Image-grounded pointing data
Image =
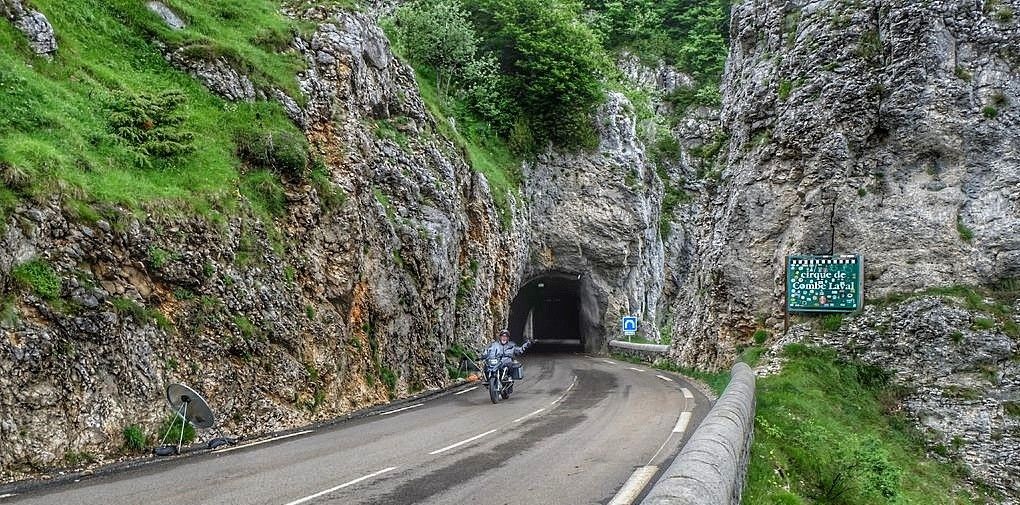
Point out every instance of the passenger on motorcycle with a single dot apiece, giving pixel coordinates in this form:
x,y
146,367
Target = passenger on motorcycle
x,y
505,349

...

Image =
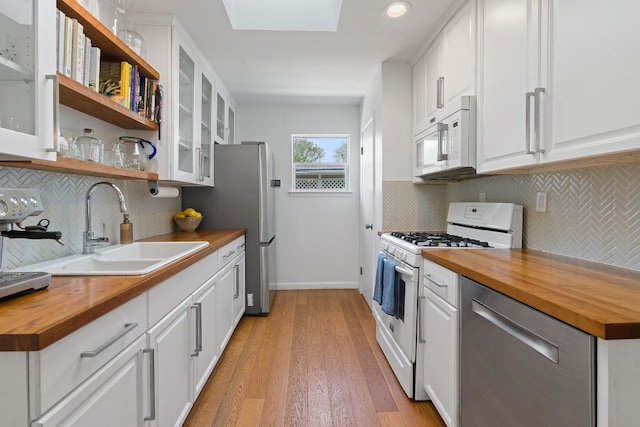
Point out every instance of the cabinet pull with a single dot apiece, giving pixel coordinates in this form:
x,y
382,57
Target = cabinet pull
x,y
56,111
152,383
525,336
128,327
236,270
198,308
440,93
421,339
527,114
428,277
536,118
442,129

Work order
Scan the entries above. Copy each line that has the string "single".

Response to this task
Point out every instance of the passenger on motorcycle with a single dot apiece, giving pixel coordinates in this form:
Point out every instance of the cabinet pull with a single dot apiece, giving pixel coordinates in this form:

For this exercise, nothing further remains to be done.